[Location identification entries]
______________________________

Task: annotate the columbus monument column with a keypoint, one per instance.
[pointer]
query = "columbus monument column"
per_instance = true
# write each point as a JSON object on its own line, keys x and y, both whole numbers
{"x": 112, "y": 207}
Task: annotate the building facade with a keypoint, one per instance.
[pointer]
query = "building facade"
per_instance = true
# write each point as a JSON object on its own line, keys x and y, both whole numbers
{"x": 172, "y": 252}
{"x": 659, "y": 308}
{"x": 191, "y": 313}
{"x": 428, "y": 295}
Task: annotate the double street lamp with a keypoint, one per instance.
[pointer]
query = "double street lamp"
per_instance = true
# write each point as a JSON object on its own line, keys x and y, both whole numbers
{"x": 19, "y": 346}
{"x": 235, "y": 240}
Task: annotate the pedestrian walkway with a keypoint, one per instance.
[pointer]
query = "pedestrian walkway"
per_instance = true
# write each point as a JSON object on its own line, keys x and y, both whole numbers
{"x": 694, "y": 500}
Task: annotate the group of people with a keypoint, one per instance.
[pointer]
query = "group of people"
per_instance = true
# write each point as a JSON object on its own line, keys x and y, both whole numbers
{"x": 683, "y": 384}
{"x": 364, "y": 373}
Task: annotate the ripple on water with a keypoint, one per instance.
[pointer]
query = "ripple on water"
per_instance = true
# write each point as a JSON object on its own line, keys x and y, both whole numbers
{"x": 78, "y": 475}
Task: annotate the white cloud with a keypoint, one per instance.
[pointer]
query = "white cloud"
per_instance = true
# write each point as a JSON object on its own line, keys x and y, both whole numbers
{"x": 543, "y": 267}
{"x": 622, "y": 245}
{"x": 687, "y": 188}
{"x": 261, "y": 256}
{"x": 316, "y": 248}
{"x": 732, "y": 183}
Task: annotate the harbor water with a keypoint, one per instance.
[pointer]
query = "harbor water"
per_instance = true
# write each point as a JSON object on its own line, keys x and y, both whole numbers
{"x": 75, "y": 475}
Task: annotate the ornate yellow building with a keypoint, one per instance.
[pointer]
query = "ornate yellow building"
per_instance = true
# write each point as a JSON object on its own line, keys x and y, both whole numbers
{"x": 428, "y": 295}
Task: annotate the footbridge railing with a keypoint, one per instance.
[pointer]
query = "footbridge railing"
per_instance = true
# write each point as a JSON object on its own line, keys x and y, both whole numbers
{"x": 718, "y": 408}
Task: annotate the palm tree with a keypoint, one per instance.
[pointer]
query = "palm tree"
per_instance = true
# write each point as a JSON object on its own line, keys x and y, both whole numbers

______________________________

■ Request ■
Reproduce, without alteration, the lines running from the line containing "Task: annotate the ornate" through the final line above, both included.

■ Finished answer ■
Task: annotate the ornate yellow building with a keypoint, one per instance.
[pointer]
query = "ornate yellow building"
per_instance = true
# write each point as a JSON object on its own line, keys x and y, both whole numbers
{"x": 428, "y": 295}
Task: annotate the footbridge railing with a keypoint, one per instance.
[pointer]
query = "footbridge railing"
per_instance = true
# write each point as a JSON object on its own line, keys x and y, both whole numbers
{"x": 718, "y": 408}
Task: annotate the palm tree with a keypoint, one per instance.
[pointer]
query = "palm tree"
per_instance = true
# write each point as a JSON object on its own line, keys x and y, both whole numbers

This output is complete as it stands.